Scan the entries for the word "frame", and copy every line where it appears.

━━━━━━━━━━

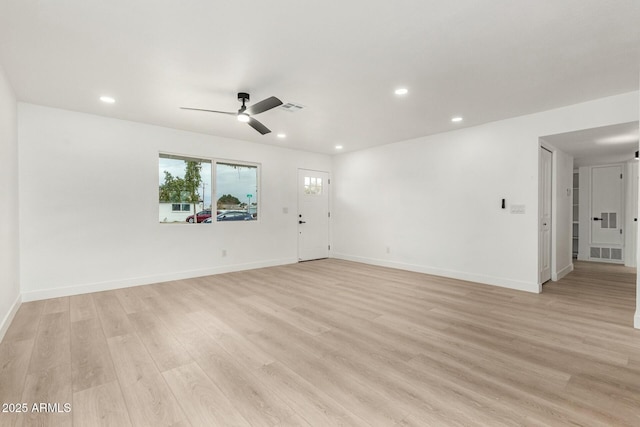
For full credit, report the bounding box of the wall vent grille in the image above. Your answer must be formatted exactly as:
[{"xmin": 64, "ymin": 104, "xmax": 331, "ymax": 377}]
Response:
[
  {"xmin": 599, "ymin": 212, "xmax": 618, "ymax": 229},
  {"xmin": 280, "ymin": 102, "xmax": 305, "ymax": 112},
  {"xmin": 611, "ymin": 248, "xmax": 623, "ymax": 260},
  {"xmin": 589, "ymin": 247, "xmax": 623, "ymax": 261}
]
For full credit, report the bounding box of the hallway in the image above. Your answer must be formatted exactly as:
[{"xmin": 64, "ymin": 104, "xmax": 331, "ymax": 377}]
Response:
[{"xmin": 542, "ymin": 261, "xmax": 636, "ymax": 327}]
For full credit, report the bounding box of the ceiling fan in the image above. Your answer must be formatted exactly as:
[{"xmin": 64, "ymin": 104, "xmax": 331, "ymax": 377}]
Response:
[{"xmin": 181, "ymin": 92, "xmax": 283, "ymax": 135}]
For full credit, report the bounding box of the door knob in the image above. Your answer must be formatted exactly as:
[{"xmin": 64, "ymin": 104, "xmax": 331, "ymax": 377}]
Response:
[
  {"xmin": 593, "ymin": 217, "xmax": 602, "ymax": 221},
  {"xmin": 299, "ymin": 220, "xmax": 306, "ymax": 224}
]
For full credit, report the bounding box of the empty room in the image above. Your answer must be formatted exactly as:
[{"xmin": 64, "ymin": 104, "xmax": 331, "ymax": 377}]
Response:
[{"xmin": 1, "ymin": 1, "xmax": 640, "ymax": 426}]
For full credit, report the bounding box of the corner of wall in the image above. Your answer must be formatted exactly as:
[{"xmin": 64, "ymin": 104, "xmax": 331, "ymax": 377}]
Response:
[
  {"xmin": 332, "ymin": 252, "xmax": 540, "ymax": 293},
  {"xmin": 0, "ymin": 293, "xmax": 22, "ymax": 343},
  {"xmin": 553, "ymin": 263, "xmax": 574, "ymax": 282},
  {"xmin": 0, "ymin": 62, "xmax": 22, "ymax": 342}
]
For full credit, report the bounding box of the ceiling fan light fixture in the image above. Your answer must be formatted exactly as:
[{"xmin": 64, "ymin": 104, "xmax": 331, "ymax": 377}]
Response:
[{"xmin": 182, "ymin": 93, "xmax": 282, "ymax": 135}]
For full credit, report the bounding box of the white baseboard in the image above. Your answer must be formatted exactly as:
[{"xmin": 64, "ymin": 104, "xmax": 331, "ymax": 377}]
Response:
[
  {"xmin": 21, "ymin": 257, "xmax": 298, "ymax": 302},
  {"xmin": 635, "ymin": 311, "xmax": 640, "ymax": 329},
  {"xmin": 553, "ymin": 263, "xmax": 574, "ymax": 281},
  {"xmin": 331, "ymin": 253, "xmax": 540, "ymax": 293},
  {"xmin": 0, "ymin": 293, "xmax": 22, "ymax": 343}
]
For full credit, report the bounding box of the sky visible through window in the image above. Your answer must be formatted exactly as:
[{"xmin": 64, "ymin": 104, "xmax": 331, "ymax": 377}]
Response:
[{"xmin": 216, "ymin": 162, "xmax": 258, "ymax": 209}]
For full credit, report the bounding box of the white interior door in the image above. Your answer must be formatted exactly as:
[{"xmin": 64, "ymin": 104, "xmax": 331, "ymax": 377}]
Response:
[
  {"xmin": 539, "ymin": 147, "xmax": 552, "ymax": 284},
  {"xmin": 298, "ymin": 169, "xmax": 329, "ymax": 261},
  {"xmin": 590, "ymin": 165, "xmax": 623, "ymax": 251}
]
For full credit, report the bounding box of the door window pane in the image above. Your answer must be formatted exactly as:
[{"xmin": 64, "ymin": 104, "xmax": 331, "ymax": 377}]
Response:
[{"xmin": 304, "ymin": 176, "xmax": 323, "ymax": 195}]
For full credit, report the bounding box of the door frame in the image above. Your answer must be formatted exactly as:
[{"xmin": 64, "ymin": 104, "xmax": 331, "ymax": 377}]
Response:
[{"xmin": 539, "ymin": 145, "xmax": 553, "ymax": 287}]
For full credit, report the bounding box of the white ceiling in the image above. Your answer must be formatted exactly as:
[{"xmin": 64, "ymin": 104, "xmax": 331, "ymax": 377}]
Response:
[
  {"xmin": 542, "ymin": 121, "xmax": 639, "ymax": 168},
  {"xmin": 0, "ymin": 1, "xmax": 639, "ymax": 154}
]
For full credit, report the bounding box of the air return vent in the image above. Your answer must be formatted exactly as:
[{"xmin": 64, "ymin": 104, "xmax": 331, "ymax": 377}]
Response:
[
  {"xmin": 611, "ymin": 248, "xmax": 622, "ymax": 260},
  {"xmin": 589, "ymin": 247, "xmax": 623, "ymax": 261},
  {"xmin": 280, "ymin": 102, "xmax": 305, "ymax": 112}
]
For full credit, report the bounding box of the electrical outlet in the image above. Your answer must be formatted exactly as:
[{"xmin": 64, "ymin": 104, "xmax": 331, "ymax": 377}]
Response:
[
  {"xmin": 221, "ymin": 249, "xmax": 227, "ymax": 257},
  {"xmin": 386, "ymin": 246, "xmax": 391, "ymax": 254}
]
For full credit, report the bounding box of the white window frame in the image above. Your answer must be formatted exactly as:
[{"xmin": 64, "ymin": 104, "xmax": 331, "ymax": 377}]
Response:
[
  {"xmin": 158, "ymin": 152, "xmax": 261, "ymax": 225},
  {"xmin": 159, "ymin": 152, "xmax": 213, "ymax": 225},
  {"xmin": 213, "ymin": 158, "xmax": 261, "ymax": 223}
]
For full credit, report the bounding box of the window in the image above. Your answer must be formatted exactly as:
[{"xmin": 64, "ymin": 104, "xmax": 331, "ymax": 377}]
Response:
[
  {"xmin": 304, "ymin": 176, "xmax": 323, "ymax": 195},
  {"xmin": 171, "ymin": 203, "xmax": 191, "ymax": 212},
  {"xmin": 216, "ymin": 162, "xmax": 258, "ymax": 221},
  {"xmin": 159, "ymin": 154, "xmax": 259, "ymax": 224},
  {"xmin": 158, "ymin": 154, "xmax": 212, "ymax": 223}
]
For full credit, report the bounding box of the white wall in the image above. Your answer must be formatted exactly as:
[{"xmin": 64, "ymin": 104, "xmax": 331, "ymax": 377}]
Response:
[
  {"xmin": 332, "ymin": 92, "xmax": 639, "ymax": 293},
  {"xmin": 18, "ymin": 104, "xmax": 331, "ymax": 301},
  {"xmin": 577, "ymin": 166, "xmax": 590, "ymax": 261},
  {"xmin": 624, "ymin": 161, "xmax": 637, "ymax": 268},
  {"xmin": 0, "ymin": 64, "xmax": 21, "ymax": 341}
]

━━━━━━━━━━

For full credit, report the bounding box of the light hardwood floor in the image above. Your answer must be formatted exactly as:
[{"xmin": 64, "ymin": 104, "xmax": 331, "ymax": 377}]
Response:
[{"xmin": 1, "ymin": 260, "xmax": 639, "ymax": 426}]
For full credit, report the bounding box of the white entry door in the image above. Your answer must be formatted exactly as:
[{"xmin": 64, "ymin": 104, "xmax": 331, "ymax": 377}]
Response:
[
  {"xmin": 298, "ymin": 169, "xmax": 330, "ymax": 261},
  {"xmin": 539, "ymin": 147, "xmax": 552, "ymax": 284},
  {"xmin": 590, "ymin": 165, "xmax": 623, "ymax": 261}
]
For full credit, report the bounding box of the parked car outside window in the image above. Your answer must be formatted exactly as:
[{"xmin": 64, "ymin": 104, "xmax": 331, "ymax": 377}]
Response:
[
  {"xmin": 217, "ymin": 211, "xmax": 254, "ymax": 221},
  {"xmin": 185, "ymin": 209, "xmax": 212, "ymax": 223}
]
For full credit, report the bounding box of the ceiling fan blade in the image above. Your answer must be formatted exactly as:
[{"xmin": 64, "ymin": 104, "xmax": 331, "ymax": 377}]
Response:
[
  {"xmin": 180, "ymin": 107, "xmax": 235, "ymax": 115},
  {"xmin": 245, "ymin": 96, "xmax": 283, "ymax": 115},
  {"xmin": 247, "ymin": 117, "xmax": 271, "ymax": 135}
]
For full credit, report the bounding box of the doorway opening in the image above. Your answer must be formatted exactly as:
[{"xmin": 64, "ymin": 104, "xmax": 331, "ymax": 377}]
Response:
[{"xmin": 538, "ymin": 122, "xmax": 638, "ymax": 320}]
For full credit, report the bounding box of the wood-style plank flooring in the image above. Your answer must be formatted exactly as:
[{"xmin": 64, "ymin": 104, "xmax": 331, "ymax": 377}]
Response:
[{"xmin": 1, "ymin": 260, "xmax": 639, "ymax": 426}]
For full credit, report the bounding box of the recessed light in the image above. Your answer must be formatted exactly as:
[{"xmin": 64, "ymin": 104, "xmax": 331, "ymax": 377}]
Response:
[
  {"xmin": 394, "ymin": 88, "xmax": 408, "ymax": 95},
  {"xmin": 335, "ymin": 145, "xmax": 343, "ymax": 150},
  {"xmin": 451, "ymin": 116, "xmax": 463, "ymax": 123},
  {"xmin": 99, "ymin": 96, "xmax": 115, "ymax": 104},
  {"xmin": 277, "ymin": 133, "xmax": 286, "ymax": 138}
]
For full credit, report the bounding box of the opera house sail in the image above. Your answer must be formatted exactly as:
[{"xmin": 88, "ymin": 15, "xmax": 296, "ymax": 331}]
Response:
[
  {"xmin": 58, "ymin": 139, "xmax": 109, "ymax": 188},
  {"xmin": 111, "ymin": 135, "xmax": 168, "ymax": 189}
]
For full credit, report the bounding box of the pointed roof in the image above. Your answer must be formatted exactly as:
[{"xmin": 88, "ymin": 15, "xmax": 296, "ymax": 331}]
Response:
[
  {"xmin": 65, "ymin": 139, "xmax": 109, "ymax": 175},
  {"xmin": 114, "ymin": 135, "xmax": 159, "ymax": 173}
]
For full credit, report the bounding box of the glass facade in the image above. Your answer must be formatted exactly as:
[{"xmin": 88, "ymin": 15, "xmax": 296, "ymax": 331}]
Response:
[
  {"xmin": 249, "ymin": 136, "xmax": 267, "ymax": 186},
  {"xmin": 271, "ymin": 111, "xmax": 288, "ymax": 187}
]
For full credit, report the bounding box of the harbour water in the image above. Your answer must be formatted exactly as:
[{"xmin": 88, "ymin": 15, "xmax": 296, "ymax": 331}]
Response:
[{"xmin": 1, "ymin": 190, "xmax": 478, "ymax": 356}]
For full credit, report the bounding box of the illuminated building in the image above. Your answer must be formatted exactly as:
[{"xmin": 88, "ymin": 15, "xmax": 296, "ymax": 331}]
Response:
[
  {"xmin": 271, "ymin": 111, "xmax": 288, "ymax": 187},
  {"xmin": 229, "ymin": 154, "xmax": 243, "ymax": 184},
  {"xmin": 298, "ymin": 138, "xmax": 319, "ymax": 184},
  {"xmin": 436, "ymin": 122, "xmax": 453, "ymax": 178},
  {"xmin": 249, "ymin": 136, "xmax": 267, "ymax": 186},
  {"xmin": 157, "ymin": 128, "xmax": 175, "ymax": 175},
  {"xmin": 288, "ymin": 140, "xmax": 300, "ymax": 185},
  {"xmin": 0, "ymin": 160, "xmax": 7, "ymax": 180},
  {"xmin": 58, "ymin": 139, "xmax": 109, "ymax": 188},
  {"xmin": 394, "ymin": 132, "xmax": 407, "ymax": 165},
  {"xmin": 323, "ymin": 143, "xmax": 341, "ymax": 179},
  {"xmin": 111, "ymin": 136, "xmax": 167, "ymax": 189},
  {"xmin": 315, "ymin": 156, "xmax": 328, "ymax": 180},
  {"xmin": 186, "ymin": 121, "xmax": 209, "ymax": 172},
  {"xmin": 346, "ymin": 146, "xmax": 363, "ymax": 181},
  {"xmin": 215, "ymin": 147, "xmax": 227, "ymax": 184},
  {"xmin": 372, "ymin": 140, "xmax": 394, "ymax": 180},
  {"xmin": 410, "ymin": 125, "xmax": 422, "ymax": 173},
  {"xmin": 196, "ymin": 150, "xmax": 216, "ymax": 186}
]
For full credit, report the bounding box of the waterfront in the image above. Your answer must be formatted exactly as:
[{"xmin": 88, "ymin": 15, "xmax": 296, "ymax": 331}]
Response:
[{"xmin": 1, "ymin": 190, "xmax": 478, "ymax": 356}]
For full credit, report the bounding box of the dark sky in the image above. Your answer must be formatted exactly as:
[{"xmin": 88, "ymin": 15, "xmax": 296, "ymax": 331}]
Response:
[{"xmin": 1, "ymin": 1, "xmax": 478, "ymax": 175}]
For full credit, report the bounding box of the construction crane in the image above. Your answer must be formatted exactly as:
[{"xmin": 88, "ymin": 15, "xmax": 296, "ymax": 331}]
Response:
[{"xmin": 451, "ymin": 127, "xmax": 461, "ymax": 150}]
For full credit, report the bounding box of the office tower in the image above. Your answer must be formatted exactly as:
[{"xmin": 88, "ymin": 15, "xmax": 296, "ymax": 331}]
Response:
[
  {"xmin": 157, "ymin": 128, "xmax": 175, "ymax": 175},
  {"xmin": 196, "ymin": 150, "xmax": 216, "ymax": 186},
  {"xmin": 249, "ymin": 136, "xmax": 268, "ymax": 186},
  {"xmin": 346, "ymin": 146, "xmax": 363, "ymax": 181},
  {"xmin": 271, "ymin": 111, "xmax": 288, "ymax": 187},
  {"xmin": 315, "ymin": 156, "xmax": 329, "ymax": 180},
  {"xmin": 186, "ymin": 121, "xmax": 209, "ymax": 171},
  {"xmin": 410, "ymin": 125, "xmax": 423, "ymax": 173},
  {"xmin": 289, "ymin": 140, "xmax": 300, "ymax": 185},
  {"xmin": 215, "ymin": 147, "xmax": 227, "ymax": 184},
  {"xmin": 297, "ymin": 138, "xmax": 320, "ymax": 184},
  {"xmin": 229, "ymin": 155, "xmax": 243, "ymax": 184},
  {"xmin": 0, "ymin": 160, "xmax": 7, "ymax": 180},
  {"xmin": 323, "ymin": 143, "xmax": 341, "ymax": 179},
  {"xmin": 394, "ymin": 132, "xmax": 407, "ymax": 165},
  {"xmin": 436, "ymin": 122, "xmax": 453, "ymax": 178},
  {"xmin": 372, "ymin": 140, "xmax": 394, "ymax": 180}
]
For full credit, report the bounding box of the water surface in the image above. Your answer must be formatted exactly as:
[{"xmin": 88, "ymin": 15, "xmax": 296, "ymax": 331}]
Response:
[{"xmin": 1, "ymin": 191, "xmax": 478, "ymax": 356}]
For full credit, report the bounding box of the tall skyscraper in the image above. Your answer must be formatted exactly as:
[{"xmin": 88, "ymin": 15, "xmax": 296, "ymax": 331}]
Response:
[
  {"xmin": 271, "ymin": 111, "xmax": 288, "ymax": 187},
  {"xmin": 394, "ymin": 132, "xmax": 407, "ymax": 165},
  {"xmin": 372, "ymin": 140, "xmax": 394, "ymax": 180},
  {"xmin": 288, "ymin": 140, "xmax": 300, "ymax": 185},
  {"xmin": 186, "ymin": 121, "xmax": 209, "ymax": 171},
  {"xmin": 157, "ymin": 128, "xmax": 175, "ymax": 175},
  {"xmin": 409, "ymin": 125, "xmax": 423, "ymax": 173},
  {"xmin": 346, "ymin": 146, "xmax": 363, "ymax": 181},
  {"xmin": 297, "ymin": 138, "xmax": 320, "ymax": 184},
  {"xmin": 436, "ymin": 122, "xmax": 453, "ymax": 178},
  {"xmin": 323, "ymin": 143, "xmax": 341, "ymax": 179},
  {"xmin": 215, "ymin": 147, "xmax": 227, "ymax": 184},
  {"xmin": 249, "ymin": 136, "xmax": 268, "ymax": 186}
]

━━━━━━━━━━

• **Completed exercise**
For full credit, report the bounding box of the door frame in the image above. Your answer must be formatted exactly as:
For full credit, report the bounding box of the white window frame in the image above. Your answer must be formatted exactly as:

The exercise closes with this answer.